ACTIVITY:
Your task is to restate word for word the line containing "label the yellow jacket, a" and each line that follows it in the listing, and only those.

*** Opening RECORDS FOR THIS TASK ***

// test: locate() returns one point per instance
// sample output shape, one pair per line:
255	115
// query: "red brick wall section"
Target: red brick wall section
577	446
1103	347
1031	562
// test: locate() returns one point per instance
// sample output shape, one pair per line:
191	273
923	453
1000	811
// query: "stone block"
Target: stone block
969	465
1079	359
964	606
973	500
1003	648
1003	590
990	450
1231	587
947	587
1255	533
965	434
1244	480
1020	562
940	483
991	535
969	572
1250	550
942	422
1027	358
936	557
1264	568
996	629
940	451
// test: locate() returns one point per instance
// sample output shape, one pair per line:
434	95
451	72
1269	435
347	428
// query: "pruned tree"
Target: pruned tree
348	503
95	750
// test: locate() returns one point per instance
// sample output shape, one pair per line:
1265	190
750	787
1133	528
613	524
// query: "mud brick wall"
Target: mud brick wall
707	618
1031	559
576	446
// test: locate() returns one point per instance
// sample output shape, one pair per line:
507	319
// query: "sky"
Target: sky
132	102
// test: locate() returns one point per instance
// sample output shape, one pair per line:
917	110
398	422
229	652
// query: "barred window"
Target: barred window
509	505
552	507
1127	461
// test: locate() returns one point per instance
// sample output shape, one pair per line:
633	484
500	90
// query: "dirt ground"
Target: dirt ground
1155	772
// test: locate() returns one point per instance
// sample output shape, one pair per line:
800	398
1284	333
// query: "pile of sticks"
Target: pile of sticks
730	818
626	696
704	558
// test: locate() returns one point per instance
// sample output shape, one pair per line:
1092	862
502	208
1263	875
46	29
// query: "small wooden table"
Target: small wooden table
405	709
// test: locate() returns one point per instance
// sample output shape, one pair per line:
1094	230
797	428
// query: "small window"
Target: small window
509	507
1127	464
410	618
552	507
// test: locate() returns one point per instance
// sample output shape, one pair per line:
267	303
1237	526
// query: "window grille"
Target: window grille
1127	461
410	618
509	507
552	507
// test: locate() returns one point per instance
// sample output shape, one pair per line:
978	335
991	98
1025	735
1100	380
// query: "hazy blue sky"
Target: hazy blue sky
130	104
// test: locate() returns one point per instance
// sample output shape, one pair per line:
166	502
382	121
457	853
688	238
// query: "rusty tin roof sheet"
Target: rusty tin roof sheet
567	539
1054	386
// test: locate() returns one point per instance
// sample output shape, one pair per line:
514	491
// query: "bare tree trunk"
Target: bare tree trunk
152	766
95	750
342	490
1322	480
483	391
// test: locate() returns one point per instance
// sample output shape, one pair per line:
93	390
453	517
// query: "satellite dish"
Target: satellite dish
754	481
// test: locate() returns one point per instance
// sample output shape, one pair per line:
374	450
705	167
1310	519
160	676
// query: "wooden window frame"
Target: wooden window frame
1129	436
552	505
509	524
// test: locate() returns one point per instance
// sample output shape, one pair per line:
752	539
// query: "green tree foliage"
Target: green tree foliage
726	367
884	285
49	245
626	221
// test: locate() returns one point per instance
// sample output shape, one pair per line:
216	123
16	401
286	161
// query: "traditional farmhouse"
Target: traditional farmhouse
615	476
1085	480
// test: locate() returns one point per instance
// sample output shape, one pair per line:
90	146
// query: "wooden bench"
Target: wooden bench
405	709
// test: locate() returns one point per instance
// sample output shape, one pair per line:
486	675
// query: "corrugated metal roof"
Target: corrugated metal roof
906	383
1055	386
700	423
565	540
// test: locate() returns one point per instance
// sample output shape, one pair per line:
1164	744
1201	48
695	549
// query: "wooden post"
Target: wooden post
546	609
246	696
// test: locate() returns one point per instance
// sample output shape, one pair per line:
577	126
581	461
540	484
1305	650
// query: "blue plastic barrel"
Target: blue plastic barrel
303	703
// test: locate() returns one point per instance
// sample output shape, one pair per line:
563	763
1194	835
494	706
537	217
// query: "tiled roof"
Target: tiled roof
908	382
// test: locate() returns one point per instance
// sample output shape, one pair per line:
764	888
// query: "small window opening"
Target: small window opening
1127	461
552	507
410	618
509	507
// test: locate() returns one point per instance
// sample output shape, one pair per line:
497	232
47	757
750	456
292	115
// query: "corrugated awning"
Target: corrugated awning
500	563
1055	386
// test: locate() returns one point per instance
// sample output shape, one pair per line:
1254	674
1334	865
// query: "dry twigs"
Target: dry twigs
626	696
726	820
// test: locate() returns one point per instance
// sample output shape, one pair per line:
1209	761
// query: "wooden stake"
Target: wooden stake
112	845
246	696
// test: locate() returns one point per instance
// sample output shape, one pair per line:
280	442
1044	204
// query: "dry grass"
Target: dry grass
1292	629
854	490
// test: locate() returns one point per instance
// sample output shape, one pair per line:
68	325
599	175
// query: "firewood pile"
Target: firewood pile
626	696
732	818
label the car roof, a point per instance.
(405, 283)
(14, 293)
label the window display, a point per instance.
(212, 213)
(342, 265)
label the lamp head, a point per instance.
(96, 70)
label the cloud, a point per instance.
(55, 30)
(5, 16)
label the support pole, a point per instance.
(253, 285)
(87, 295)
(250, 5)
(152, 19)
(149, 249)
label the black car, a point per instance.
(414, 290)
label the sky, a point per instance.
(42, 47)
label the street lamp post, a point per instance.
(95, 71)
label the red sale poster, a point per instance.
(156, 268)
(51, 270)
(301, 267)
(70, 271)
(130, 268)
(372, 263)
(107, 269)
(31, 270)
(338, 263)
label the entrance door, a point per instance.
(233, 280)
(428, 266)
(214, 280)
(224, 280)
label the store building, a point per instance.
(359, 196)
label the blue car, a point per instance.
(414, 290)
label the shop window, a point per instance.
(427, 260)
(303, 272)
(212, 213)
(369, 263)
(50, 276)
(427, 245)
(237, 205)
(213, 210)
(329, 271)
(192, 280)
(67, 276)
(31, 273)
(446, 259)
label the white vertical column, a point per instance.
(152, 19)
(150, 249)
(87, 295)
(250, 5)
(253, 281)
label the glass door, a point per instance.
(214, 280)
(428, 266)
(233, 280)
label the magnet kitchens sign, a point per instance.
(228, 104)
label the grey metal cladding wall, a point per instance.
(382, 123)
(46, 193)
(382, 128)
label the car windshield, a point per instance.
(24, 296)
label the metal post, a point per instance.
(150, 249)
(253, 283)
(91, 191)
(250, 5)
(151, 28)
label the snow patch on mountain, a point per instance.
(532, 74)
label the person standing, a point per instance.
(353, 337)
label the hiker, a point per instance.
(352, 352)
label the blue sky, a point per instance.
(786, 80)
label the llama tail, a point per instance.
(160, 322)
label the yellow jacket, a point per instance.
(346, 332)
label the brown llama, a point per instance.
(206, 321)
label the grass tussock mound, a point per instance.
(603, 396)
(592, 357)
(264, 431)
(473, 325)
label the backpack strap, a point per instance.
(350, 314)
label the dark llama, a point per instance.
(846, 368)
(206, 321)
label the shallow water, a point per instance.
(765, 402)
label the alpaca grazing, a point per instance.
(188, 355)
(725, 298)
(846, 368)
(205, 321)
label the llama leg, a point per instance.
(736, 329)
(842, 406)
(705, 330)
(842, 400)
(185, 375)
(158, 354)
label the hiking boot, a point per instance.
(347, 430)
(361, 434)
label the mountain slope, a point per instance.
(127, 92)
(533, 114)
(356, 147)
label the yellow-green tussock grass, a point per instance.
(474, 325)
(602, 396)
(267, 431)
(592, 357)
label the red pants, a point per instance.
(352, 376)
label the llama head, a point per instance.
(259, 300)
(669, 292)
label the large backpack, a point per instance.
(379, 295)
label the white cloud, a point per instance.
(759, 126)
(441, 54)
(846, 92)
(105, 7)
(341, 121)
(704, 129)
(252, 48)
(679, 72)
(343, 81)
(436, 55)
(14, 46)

*** Closing RECORDS FOR THIS TASK ***

RESPONSE AREA:
label the yellow jacket, a point per instance.
(346, 332)
label the brown llama, a point per instance.
(206, 321)
label the grass tussock mound, a point per instance.
(603, 396)
(592, 357)
(264, 431)
(473, 325)
label the backpack strap, a point per instance.
(350, 314)
label the dark llama, a point per instance.
(846, 368)
(206, 321)
label the shallow water, a point per instance.
(765, 402)
label the alpaca grazing, a point per instance.
(188, 355)
(725, 298)
(846, 368)
(205, 321)
label the llama leg, a point per instance.
(736, 329)
(842, 406)
(705, 330)
(842, 400)
(185, 375)
(158, 354)
label the hiking boot, a point per instance.
(347, 430)
(361, 434)
label the mountain slope, a point per instance.
(127, 92)
(533, 114)
(356, 147)
label the yellow-green tussock grass, a point per instance.
(474, 325)
(602, 396)
(267, 431)
(592, 357)
label the red pants, a point per instance.
(352, 376)
label the llama head, a point per instance.
(259, 300)
(669, 292)
label the large backpack, a point per instance.
(379, 295)
label the white cloud, a point per instance.
(759, 126)
(441, 54)
(846, 92)
(105, 7)
(341, 121)
(704, 129)
(252, 48)
(679, 72)
(343, 81)
(436, 55)
(14, 46)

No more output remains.